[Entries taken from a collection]
[Start of section]

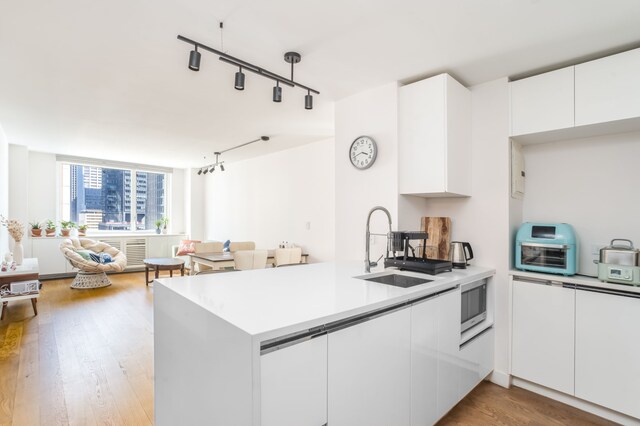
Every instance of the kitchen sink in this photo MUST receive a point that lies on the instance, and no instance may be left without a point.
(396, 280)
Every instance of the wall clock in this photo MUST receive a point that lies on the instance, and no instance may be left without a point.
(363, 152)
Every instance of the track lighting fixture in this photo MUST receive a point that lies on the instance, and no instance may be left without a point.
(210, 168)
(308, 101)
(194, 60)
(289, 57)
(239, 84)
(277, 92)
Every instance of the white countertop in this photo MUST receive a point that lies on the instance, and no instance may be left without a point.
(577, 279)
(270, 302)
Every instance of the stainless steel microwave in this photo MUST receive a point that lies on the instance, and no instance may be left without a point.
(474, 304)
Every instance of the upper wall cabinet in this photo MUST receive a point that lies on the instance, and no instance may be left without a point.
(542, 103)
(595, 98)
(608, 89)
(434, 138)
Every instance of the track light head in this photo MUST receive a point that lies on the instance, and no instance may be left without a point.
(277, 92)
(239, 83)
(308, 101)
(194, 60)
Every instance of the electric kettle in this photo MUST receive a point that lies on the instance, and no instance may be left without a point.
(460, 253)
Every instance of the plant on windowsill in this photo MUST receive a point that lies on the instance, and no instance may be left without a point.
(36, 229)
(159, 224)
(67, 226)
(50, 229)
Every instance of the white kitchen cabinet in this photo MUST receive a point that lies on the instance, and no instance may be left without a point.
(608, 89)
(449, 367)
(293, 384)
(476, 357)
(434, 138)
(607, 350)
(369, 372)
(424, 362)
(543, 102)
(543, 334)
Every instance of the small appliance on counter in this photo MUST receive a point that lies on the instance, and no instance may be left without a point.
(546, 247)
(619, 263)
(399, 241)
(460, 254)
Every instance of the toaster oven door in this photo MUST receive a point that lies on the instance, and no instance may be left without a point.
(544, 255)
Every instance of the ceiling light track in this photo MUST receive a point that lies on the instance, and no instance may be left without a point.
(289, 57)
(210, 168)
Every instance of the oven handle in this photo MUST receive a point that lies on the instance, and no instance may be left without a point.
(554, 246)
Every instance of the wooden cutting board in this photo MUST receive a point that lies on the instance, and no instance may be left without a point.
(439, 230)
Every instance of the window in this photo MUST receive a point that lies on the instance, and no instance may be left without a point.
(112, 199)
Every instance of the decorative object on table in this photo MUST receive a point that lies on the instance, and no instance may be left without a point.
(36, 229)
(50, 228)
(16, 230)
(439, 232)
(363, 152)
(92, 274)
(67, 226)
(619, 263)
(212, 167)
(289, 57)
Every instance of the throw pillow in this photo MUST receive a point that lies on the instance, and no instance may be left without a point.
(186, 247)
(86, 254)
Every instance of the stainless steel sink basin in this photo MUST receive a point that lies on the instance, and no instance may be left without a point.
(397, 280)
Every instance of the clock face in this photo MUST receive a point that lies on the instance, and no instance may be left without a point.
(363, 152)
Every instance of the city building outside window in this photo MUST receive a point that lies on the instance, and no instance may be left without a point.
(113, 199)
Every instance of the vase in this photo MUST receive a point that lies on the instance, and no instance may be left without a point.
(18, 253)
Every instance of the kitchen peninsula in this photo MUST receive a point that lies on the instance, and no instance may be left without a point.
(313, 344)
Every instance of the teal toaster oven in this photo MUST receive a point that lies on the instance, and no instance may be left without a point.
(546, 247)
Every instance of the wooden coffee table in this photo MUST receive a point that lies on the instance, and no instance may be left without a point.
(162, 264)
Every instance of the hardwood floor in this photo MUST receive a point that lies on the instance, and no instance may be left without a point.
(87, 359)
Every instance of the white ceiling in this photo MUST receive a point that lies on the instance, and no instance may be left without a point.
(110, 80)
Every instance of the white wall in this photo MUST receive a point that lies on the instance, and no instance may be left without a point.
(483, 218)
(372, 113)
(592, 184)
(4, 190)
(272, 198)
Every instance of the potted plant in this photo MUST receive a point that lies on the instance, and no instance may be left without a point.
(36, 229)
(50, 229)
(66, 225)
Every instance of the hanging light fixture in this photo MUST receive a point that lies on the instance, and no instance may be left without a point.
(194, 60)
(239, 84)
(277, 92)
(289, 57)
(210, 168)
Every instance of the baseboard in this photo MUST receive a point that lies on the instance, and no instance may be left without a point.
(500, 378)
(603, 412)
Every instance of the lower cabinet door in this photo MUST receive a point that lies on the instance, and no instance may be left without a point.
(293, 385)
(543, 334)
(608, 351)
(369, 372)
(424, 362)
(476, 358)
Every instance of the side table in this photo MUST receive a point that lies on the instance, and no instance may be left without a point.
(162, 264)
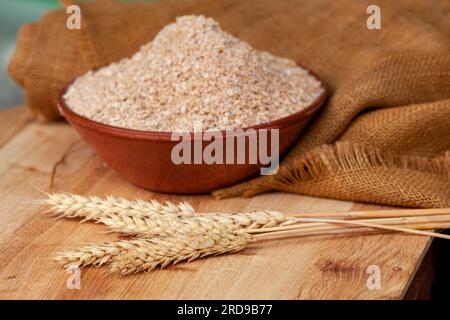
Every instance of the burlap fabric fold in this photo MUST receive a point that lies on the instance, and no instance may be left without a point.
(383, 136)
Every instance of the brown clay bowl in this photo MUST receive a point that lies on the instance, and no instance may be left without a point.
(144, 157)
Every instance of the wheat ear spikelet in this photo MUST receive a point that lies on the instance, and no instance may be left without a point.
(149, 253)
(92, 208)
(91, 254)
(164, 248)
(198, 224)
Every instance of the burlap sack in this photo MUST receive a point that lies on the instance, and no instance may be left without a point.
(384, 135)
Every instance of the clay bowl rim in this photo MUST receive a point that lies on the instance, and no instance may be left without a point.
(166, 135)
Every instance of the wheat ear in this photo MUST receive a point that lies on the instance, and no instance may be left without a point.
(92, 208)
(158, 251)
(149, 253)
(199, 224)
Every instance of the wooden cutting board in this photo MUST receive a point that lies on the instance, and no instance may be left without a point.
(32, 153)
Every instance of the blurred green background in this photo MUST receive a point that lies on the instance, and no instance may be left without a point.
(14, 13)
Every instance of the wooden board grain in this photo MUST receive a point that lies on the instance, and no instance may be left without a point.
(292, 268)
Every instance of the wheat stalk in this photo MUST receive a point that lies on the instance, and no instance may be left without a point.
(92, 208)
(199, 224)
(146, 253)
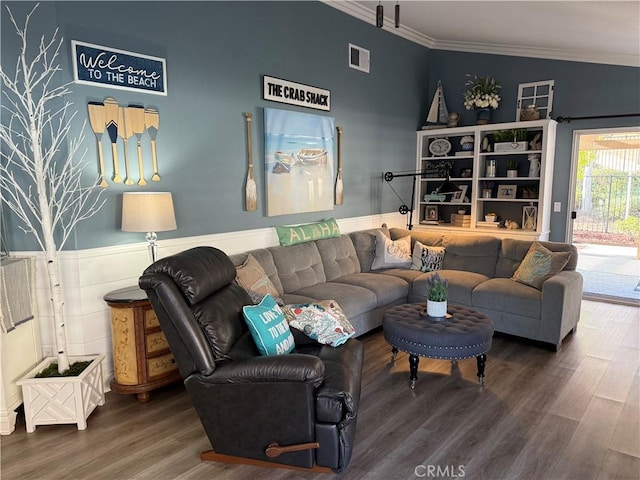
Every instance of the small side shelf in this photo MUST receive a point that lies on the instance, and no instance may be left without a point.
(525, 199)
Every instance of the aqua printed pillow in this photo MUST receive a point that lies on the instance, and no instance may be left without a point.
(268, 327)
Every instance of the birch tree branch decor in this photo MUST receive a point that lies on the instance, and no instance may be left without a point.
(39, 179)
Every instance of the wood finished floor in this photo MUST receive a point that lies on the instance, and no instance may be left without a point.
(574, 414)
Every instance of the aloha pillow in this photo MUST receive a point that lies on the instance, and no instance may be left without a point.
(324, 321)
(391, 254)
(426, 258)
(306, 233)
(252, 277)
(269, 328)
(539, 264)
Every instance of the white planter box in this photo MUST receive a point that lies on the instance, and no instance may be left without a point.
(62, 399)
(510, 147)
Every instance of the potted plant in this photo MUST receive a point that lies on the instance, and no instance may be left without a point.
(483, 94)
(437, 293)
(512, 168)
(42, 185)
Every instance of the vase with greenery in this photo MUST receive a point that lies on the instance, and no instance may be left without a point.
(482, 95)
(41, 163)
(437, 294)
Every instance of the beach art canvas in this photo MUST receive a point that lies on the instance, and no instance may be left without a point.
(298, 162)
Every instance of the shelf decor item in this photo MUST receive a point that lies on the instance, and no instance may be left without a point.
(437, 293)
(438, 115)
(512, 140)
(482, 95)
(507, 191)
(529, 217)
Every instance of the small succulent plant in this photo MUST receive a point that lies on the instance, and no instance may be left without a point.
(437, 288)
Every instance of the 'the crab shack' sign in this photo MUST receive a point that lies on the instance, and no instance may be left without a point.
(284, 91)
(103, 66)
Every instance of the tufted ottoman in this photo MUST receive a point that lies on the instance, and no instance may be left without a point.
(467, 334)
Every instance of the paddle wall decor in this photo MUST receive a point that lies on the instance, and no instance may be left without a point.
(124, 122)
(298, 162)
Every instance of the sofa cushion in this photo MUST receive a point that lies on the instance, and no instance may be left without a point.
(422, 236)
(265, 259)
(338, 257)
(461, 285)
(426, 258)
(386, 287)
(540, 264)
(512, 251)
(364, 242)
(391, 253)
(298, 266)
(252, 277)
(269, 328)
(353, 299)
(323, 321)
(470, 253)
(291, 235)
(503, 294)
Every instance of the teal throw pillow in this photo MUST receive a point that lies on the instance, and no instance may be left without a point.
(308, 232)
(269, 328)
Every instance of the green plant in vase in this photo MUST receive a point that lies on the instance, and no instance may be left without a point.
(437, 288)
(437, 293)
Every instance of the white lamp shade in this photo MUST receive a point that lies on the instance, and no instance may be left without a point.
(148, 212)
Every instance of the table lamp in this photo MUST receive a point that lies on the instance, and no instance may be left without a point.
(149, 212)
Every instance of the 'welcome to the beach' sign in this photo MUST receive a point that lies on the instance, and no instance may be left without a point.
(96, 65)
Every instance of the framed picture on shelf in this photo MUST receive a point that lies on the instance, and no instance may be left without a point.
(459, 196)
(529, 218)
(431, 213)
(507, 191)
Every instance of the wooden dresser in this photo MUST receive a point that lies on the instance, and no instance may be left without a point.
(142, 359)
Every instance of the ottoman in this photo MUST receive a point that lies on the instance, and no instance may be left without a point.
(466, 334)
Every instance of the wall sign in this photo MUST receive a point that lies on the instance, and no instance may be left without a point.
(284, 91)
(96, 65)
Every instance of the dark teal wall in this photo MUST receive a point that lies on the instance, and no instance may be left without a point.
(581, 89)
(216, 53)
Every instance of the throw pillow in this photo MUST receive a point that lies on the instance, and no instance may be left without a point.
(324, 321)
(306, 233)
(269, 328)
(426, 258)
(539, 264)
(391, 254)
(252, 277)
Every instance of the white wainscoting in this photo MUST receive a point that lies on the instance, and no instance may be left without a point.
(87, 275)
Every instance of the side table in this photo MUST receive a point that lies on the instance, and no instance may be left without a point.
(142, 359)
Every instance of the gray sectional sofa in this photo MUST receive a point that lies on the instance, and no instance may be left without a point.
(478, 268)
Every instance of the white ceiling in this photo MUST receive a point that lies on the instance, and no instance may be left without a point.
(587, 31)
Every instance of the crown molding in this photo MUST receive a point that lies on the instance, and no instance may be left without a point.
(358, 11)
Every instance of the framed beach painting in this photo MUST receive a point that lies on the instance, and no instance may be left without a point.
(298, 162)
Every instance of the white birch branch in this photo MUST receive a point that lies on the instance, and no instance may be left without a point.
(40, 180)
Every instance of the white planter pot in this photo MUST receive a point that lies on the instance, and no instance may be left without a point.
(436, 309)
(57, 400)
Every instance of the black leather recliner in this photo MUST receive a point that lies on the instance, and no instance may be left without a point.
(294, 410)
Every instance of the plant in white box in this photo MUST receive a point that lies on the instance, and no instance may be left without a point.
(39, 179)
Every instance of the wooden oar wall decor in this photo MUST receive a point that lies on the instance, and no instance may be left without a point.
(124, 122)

[End of section]

Task objective:
Verbatim reproduction is required for the line holding "Every instance of the white planter pot" and for every line after it in the records, with no other line included.

Task answer:
Every instance of the white planter pot in this photo MUST receive a point that lies on the instance, and no instance may be left without a point.
(436, 309)
(57, 400)
Every instance of the black leather recliner in this photo MUST receive a point that lies on the instance, and no instance may be left without a point.
(294, 410)
Every instance of the plant in white box in this photo MUST receive a point that lies on the instance, and no instance may be left without a point.
(39, 179)
Every instance of the wooden oar wall decor in this photo MUST receive a point that lies on the instance, and no instance may be left without a point.
(124, 122)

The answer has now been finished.